Stored records
-------
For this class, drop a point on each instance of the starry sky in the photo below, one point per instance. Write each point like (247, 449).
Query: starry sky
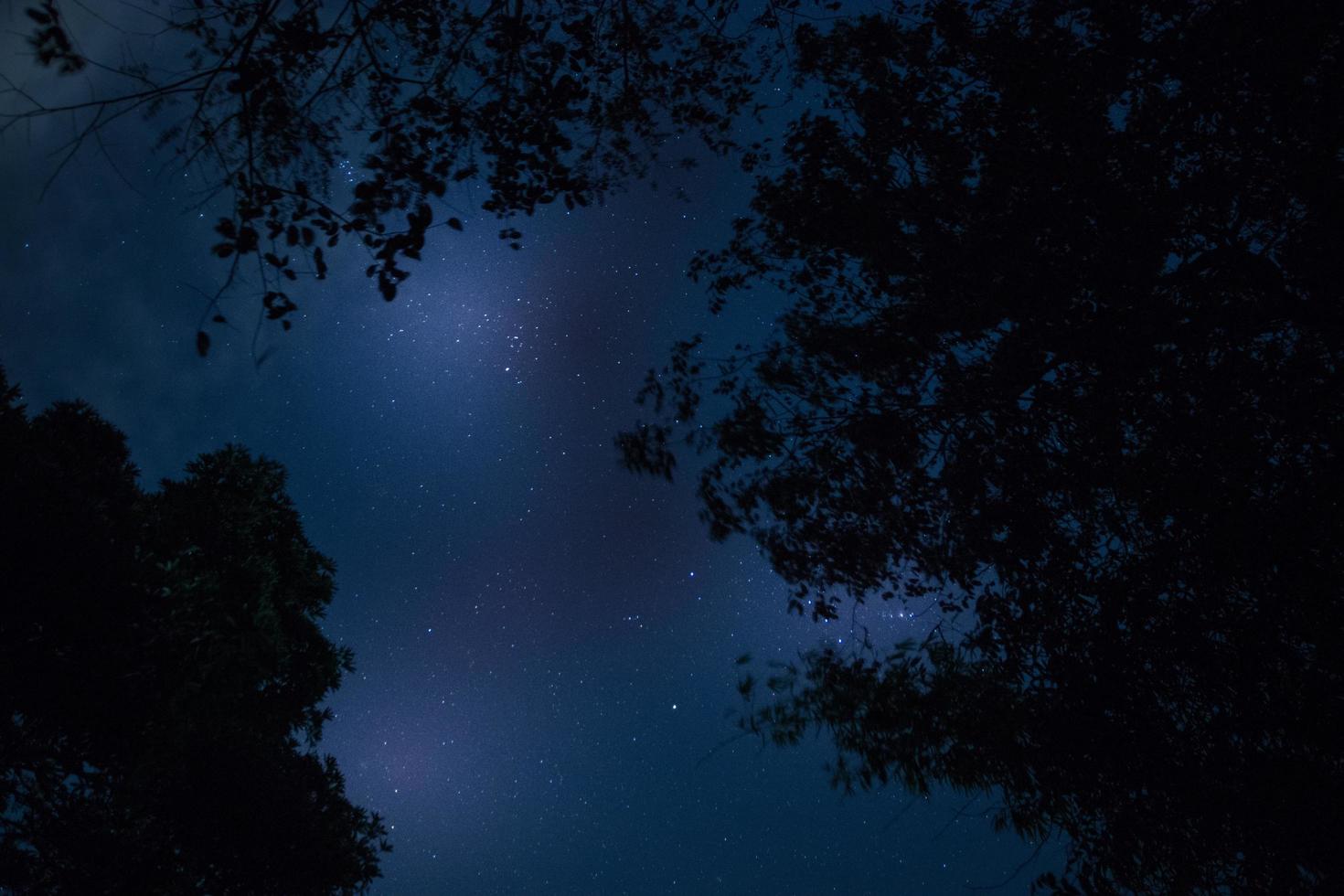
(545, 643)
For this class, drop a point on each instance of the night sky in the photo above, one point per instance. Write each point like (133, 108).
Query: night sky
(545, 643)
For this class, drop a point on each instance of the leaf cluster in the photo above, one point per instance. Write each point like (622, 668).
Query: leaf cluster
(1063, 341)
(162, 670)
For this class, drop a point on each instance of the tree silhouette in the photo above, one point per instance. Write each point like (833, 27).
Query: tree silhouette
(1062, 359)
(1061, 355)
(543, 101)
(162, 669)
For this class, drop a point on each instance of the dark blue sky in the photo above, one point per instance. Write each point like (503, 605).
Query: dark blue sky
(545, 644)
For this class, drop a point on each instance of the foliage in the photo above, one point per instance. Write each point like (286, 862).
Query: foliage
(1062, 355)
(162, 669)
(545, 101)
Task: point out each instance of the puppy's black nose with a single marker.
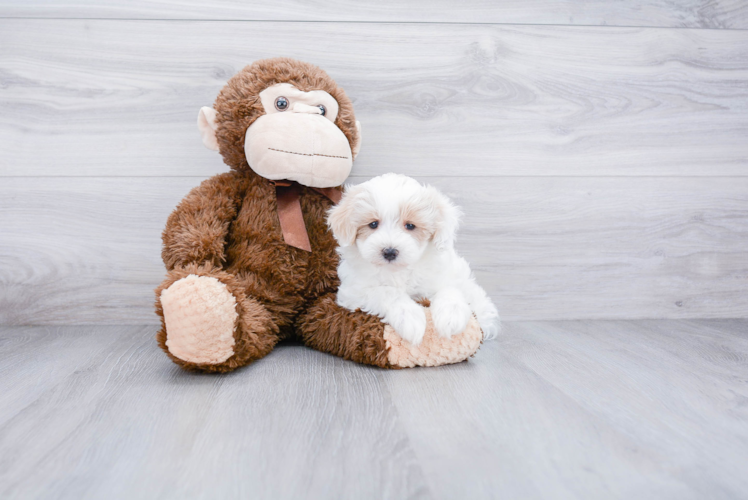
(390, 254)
-------
The required output is the lines from the one containing "Query: dark blue sky" through the end of the data, printed exactly, with no pictures.

Solution to this exercise:
Query: dark blue sky
(545, 644)
For this class, drop a point on each instance of the foliage in the photo above, one point per instance. Write each point like (286, 862).
Query: foliage
(1062, 355)
(162, 669)
(545, 101)
Task: point out each instance of the puppy's black nose with a single marker.
(390, 254)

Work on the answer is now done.